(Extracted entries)

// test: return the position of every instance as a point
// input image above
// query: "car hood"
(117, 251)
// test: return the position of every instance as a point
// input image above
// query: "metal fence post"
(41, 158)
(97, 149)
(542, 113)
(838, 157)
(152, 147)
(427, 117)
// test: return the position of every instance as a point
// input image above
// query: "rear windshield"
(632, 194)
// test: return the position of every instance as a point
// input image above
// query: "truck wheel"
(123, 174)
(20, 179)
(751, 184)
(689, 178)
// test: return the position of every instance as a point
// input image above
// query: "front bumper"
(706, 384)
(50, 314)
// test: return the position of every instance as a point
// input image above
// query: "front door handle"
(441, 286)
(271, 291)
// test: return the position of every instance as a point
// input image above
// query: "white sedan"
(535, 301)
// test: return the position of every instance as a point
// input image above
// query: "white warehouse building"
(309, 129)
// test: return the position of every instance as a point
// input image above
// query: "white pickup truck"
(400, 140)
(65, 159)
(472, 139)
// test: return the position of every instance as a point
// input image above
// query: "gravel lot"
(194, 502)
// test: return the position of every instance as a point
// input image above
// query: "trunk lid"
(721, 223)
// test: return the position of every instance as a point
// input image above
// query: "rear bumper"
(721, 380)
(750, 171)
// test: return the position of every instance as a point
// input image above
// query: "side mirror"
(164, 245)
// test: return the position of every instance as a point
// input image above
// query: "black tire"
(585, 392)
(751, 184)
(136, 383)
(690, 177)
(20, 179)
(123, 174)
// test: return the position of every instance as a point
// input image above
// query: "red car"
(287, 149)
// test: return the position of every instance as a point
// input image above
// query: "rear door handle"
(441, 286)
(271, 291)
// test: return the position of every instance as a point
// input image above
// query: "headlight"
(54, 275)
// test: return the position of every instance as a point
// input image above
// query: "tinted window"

▶ **THE TASK**
Pull out every line in the entries above that contains the word "front", and list those lines.

▶ **OUTPUT OF THE EXERCISE**
// query: "front bumper"
// query: "front door handle"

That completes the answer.